• _What needs to be done_: Begin at the line containing "42L161 46L148 57L164" in the entries below and end at the line containing "positive clicks: (180, 102)"; transcribe that range exactly and nothing outside it.

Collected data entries
%%
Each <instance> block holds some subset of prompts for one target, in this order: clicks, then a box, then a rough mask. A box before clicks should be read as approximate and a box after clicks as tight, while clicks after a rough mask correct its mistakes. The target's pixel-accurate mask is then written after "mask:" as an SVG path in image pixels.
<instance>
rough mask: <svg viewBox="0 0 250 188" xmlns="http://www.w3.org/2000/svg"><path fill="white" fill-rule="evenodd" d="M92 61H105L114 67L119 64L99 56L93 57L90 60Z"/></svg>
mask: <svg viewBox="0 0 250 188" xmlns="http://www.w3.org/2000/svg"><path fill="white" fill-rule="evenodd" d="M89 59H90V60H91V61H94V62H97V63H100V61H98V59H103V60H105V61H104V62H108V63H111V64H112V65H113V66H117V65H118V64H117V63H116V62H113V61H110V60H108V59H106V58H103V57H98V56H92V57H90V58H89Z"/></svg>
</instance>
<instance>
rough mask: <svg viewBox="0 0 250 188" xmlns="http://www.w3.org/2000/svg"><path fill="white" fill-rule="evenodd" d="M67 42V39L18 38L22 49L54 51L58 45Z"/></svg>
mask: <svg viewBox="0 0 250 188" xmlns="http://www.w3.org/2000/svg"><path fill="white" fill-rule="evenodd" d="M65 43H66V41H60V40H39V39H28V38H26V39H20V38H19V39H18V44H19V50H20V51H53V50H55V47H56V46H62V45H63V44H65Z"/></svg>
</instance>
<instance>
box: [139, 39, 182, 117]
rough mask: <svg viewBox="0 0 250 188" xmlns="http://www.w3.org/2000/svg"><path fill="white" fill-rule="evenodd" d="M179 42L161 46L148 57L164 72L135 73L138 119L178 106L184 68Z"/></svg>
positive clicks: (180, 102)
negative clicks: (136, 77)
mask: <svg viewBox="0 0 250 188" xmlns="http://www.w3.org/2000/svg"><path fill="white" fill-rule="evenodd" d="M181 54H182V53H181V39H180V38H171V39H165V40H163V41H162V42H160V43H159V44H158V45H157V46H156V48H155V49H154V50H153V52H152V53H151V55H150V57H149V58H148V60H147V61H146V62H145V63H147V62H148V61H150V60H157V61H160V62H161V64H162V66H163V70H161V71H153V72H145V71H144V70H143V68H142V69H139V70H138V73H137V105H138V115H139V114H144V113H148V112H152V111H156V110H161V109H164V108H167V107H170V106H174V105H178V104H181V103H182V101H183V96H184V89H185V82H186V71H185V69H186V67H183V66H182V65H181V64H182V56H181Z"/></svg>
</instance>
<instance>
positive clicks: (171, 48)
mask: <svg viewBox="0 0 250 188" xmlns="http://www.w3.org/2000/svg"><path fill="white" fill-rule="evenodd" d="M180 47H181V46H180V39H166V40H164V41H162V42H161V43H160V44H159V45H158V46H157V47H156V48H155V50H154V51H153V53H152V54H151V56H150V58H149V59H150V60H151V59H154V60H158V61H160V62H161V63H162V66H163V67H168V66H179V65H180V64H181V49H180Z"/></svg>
%%
• _Output for this exercise_:
rough mask: <svg viewBox="0 0 250 188" xmlns="http://www.w3.org/2000/svg"><path fill="white" fill-rule="evenodd" d="M179 42L161 46L148 57L164 72L135 73L138 119L178 106L184 68Z"/></svg>
positive clicks: (180, 102)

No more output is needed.